Collected data entries:
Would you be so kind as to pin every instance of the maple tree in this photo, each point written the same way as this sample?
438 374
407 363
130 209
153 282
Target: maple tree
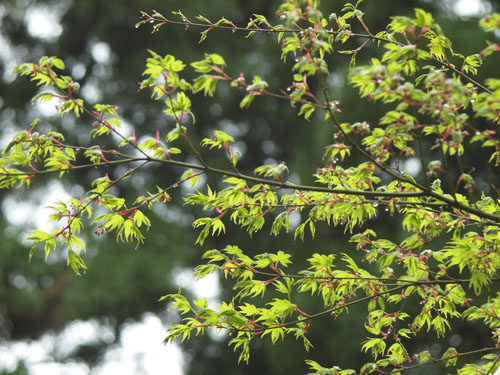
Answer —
438 115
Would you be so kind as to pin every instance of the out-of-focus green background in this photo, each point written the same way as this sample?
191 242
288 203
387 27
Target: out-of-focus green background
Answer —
79 322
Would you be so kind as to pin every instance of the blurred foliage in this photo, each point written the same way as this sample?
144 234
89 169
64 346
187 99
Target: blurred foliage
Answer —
123 283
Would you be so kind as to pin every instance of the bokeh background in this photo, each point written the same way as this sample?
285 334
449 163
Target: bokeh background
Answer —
109 320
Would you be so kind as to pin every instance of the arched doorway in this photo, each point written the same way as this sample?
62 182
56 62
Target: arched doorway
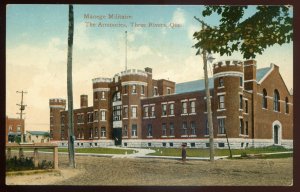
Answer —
117 118
277 132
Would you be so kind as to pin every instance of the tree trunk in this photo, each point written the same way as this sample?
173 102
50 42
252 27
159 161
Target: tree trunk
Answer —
70 89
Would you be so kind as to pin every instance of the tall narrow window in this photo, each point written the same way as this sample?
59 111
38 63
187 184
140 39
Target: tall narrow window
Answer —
149 130
286 105
193 106
193 128
241 101
125 111
103 115
143 90
184 107
246 106
103 132
172 109
125 131
171 129
221 102
146 113
184 128
134 130
133 88
241 126
164 129
221 123
164 109
221 82
276 105
264 99
133 112
152 111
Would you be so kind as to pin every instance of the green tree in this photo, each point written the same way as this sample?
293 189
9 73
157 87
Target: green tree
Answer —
268 26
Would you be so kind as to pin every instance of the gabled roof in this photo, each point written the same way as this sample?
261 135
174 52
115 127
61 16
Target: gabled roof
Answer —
191 86
260 73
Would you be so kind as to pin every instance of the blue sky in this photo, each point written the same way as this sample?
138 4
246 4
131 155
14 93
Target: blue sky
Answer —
36 51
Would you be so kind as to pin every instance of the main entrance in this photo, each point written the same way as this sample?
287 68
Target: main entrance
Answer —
117 118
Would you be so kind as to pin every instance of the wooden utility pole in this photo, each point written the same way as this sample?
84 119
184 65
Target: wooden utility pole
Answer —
22 108
208 102
70 89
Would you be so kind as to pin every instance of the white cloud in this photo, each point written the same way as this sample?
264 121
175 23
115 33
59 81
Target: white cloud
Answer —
178 16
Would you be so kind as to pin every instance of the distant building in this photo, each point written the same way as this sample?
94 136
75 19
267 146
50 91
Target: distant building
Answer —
37 137
253 107
13 129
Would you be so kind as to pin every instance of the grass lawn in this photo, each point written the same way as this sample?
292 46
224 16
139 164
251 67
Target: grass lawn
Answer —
192 152
91 150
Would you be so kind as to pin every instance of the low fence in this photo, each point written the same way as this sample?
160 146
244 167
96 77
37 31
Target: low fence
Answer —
35 147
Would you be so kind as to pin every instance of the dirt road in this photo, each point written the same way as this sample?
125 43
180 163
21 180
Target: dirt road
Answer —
160 172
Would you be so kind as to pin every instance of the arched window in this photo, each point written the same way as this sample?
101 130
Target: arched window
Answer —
286 105
264 100
276 105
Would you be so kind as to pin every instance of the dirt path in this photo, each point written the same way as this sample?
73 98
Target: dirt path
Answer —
132 172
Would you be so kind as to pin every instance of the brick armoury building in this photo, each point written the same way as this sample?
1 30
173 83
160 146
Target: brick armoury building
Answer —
252 106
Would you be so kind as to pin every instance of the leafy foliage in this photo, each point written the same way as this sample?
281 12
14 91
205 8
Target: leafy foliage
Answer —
268 26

EXERCISE GOAL
Look through the records and copy every line that has the word "entrance".

ANSWER TO THIS EXERCISE
Would you be so kind as to pin every instance of the main entrance in this photo, each point written the same way as this sample?
Target: main entrance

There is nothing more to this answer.